- _WHAT YOU NEED TO DO_
Give back the line that contains "Task: point out every instance of the distant" and every following line, exactly as they appear, through the end of the data.

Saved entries
-- -- --
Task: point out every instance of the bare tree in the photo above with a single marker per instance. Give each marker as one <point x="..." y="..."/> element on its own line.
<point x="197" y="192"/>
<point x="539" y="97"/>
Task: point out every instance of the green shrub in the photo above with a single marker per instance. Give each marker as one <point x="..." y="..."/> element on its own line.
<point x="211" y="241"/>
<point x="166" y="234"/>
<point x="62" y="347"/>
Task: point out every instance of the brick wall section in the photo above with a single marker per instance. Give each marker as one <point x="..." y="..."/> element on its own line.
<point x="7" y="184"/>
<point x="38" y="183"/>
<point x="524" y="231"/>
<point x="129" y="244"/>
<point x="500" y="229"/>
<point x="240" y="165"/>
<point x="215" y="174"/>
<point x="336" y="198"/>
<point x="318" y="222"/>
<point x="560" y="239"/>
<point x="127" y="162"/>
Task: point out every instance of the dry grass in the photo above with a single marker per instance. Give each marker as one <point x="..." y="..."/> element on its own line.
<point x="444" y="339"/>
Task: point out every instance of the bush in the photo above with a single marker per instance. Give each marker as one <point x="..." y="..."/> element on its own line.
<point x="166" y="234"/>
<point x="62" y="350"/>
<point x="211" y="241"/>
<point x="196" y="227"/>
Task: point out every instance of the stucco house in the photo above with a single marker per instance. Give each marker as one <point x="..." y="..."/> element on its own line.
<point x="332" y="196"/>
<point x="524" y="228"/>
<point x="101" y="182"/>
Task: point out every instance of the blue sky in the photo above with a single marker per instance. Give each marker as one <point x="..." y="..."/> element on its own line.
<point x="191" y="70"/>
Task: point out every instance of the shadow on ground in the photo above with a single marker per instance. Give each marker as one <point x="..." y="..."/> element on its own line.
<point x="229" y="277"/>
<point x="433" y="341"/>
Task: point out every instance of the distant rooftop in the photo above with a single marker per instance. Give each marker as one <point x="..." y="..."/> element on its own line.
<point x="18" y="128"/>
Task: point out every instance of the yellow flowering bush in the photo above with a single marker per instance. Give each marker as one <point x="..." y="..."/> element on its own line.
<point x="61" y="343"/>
-- -- --
- _RESPONSE FOR THIS EXERCISE_
Task: point out every instance of the distant rooftop in the photo above with a single marker per instance. Give each marker as one <point x="..." y="..."/> element on its own line.
<point x="18" y="128"/>
Task: point out every instance of the yellow flowering bush in the photo above with a single marker per instance. Give each marker as one <point x="..." y="..."/> element on its own line.
<point x="61" y="343"/>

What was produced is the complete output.